## ANWEISUNG
Ändere in dem Abschnitt vom Anfang der Daten bis einschließlich der Zeile mit "[[146, 58], [271, 185], [79, 247], [52, 168]]" jedes "integer pairs" in "whole-number pairs" und gib nur diese Zeilen sonst unverändert wieder. Lass die Bilder in der Antwort weg.

──────

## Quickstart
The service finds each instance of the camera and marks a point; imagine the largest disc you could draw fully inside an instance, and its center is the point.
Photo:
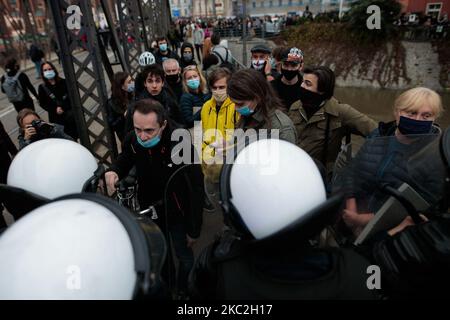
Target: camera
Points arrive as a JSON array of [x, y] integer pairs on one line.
[[43, 129]]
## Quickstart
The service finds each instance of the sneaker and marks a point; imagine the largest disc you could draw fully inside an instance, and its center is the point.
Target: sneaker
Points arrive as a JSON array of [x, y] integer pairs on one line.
[[208, 206]]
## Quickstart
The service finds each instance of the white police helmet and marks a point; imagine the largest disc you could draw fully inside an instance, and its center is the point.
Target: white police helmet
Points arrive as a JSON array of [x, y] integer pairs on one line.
[[146, 58], [271, 185], [79, 247], [52, 168]]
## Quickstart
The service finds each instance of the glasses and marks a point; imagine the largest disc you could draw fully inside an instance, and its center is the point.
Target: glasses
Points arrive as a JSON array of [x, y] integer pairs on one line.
[[190, 67]]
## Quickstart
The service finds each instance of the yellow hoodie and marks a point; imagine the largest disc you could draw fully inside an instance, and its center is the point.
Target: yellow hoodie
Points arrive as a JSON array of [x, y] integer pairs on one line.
[[216, 127]]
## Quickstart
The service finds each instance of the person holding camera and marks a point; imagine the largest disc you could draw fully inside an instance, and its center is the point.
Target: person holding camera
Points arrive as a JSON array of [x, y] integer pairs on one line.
[[33, 128]]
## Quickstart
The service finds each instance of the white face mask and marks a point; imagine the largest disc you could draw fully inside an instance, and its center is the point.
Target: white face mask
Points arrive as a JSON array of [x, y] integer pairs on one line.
[[258, 64], [220, 95]]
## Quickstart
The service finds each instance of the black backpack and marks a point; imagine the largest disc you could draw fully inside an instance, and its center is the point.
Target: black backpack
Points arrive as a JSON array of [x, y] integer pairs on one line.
[[224, 63]]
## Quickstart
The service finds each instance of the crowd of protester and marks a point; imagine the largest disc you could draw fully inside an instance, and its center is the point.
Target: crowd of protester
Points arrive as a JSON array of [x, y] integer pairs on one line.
[[190, 76]]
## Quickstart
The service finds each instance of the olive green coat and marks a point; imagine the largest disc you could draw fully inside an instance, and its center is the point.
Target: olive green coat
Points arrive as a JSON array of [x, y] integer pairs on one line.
[[279, 121], [343, 119]]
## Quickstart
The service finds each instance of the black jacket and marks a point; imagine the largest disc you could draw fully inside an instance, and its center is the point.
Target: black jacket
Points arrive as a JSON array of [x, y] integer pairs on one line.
[[224, 270], [53, 96], [154, 167], [115, 116], [7, 150], [160, 57], [382, 159], [166, 99]]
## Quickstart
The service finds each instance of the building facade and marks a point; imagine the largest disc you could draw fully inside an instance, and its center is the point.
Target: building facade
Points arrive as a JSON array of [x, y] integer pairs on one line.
[[211, 8], [181, 8], [436, 8], [283, 7]]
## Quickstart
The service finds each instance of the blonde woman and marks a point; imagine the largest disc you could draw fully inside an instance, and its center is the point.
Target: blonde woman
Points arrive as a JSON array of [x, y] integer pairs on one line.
[[383, 157], [194, 96]]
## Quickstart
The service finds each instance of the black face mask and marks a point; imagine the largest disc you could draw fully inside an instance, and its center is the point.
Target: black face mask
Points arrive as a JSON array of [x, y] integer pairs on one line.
[[411, 126], [172, 78], [289, 74], [310, 99]]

──────

## AUSGABE
## Quickstart
The service finds each instance of the camera and marks a point; imagine the largest disc you could draw fully inside an instance, and its center is the point.
Photo:
Target: camera
Points arrive as a JSON array of [x, y] whole-number pairs on one line.
[[43, 129]]
## Quickstart
The service finds each instance of the sneaker and marks a point; imagine the largest disc you could draw fully inside an instance, and its center is the point.
Target: sneaker
Points arrive as a JSON array of [x, y] whole-number pairs on one line.
[[208, 206]]
## Quickstart
The service finds each instance of the white police helmet and marks a point; imagine the largest disc you could draw fully inside an instance, and its center is the point.
Target: white police helmet
Points arrive as a JSON array of [x, y] whole-number pairs on one line.
[[146, 58], [271, 185], [79, 247], [52, 168]]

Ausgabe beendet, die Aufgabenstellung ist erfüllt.